Request >> Find each line of the data below that contains the string "query" and copy those lines.

Records provided >>
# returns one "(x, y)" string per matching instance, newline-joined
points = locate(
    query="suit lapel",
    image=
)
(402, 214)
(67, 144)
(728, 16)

--

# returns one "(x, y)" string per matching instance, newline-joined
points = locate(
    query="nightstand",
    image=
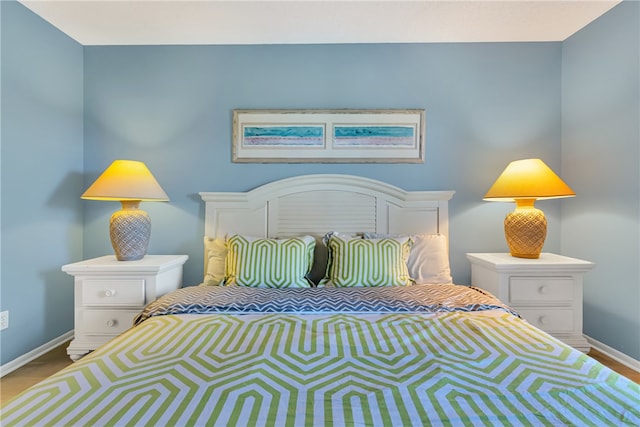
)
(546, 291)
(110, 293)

* * *

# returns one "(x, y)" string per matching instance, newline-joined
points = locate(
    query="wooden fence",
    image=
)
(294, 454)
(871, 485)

Response >>
    query="suit lapel",
    query="nightstand",
    query="wooden fence",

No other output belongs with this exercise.